EXERCISE AIM: Copy out exactly the lines from the one containing "find the dirt trail" through the end of the records, and no pictures.

EXERCISE INPUTS:

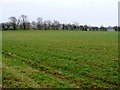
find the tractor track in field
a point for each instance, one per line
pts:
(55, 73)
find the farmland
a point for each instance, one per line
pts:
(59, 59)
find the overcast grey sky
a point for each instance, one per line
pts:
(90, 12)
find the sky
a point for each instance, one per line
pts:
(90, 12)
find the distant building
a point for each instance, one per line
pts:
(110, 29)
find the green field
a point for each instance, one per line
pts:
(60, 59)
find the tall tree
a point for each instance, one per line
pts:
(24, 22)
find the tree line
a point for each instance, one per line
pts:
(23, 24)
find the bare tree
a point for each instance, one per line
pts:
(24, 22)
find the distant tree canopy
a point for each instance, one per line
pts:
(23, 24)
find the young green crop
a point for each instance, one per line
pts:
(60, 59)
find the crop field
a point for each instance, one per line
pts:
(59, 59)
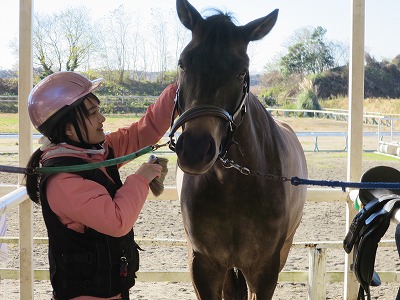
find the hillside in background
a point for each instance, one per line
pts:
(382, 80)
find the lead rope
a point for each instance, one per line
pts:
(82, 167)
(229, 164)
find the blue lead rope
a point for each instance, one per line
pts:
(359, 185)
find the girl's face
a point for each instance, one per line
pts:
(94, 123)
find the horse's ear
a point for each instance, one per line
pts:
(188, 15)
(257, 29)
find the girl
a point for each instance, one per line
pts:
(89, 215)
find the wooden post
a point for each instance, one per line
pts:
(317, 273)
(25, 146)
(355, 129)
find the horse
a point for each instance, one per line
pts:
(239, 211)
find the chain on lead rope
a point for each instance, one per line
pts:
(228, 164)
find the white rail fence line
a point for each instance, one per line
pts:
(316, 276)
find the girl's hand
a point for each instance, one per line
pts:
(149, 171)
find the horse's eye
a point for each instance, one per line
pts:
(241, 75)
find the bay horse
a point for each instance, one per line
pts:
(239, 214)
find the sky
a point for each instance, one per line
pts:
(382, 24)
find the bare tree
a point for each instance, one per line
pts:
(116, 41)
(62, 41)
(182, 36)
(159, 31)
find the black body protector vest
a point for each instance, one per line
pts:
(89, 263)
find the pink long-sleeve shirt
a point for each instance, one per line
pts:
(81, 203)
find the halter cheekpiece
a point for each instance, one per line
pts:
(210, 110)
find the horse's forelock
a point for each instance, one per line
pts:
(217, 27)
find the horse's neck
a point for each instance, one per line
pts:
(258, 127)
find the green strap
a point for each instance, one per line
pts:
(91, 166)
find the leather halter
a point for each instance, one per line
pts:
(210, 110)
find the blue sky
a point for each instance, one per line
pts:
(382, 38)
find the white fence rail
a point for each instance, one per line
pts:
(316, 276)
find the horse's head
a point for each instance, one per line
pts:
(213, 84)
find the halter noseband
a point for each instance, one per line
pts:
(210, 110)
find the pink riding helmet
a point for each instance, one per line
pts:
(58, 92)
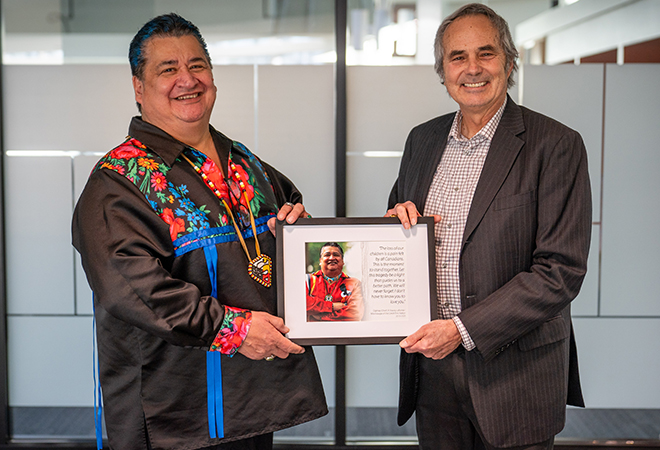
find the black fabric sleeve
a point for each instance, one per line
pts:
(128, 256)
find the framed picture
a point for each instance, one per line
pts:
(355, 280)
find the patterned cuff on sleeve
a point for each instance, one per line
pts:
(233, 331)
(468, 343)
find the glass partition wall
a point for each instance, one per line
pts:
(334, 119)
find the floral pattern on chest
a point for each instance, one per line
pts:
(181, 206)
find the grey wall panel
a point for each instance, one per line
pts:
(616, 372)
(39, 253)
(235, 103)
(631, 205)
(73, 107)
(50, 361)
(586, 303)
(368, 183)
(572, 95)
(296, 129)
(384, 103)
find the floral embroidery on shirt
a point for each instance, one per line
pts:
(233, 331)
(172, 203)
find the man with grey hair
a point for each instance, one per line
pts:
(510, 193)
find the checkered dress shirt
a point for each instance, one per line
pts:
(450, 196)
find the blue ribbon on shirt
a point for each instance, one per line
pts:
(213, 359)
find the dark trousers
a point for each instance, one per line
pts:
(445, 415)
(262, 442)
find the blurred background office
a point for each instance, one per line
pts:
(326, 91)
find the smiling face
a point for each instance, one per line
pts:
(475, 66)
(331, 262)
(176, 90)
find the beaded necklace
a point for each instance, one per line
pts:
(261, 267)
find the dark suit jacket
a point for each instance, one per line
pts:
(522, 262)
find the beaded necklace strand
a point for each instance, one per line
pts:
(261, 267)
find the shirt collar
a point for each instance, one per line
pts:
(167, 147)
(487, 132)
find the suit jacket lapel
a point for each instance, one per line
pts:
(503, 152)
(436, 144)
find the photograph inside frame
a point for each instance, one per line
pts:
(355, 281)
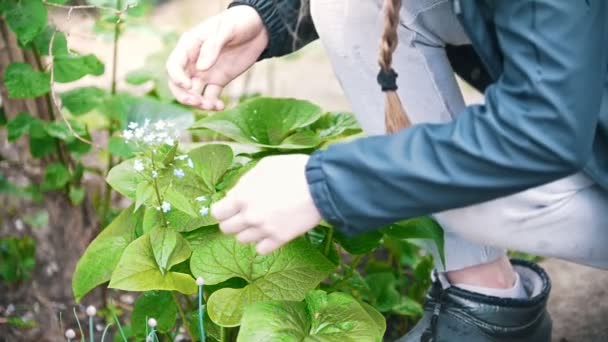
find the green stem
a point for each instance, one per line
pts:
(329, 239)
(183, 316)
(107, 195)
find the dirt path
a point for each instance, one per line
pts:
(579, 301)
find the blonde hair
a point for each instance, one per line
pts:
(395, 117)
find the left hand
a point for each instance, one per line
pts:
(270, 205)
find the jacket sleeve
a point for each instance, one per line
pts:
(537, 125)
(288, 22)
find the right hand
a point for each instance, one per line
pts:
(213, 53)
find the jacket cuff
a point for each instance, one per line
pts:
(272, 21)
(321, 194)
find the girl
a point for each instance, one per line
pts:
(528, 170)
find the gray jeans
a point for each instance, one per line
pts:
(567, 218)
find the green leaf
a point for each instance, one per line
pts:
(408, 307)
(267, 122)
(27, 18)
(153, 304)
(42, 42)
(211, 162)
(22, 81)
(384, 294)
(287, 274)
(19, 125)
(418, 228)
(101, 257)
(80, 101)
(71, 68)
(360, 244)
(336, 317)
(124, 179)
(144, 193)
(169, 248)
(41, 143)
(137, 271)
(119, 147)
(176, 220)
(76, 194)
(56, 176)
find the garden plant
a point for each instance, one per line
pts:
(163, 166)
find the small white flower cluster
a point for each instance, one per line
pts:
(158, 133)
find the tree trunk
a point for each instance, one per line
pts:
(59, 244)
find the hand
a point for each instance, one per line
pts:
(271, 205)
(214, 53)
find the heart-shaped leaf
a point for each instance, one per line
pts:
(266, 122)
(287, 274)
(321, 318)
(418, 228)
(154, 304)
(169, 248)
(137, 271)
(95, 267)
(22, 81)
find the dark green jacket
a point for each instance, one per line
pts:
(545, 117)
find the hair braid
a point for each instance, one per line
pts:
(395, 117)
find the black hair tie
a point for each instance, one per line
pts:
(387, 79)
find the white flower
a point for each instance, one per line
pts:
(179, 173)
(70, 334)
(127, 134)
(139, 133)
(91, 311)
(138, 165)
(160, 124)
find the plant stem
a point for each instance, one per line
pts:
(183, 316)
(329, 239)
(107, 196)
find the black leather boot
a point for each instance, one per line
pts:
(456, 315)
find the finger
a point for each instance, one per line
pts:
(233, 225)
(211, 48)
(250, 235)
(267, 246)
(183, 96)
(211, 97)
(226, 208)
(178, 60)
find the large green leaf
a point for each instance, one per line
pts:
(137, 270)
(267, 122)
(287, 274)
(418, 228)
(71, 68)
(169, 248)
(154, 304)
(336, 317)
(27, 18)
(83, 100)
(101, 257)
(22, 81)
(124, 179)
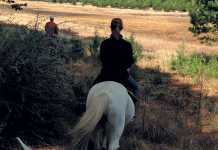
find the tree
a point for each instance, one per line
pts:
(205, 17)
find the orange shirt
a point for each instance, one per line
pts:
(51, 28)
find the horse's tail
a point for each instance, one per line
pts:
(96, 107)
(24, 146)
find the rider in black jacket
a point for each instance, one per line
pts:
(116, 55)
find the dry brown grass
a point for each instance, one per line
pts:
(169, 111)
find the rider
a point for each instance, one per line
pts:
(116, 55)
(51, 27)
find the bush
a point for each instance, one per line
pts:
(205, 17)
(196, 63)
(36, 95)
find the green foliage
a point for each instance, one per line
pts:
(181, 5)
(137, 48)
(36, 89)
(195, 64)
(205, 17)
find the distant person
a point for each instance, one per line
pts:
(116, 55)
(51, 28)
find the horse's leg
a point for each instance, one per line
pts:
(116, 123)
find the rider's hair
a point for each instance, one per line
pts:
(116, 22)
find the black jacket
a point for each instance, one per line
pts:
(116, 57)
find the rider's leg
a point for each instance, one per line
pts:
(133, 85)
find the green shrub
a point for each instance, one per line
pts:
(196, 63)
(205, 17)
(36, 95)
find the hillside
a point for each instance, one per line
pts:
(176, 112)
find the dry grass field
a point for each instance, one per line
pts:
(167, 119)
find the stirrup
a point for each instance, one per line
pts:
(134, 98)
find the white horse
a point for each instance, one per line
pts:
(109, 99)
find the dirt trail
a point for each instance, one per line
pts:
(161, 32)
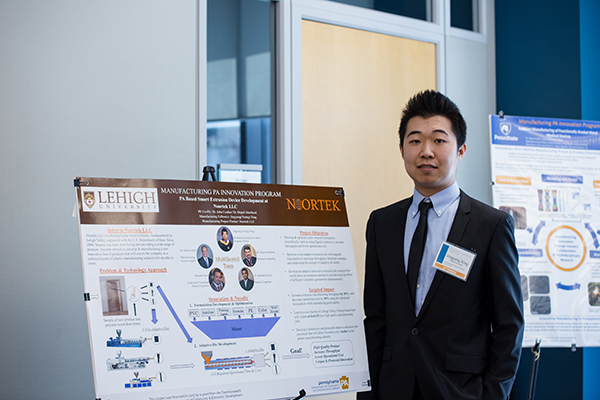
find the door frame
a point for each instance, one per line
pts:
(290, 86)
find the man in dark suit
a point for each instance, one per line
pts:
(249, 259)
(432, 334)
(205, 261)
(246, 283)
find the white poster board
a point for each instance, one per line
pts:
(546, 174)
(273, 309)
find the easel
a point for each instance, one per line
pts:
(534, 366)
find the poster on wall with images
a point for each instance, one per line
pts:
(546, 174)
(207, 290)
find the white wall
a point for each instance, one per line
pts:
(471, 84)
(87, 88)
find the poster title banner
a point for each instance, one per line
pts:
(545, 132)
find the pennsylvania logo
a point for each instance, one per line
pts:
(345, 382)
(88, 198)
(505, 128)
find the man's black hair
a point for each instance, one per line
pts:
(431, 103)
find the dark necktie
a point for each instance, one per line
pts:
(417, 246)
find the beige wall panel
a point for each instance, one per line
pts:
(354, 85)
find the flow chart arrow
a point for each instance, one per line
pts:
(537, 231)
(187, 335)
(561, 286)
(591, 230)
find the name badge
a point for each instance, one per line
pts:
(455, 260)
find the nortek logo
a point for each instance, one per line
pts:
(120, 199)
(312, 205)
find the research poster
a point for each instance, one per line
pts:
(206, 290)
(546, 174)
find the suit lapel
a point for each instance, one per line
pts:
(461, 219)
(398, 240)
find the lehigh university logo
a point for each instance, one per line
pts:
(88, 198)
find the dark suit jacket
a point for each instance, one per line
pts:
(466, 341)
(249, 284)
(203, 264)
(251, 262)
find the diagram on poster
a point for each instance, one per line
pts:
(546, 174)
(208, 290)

TASK ANSWER:
find the dirt trail
a point for each instance, one per line
pts:
(161, 32)
find the door frame
a point for each instance, one per line
pts:
(290, 86)
find the man in dark suit
a point for each instance, one per line
pts:
(249, 259)
(432, 334)
(205, 261)
(246, 283)
find the white poster board
a point for each instance, one per line
pts:
(546, 174)
(273, 309)
find the easel
a point for each instance, one per line
pts:
(534, 366)
find the poster on wall with images
a point for each instance, one per line
pts:
(546, 174)
(207, 290)
find the white wall
a point for each instance, one per line
pts:
(471, 84)
(87, 88)
find the poster title banner
a point for each instance, one per line
pts:
(545, 132)
find the pennsylvania logo
a point for each instance, one per line
pts:
(345, 382)
(88, 198)
(505, 128)
find the man's black hair
a point for each instance, one per line
pts:
(431, 103)
find the dark necktie
a point for each instance, one per line
pts:
(417, 246)
find the beige wall panel
a point for each instance, one per line
pts:
(354, 85)
find the flow chart arrow
a point for each instance, one per line
pts:
(537, 231)
(187, 335)
(561, 286)
(591, 230)
find the name badge
a point for each instance, one per line
pts:
(455, 260)
find the nortek logo
a point for each instance, one per line
pts:
(120, 199)
(312, 205)
find the research poster
a point for each instance, one per line
pts:
(206, 290)
(546, 174)
find the suit lapel
a point for each instance, one per line
pts:
(461, 219)
(398, 240)
find the lehigh university logo
a point for each instance, one per line
pts:
(88, 198)
find the dark suit jacket
a point for each instance, one per line
pts:
(466, 341)
(249, 284)
(203, 264)
(251, 262)
find the diagram on poster
a point for each instance, one per line
pts:
(546, 174)
(208, 290)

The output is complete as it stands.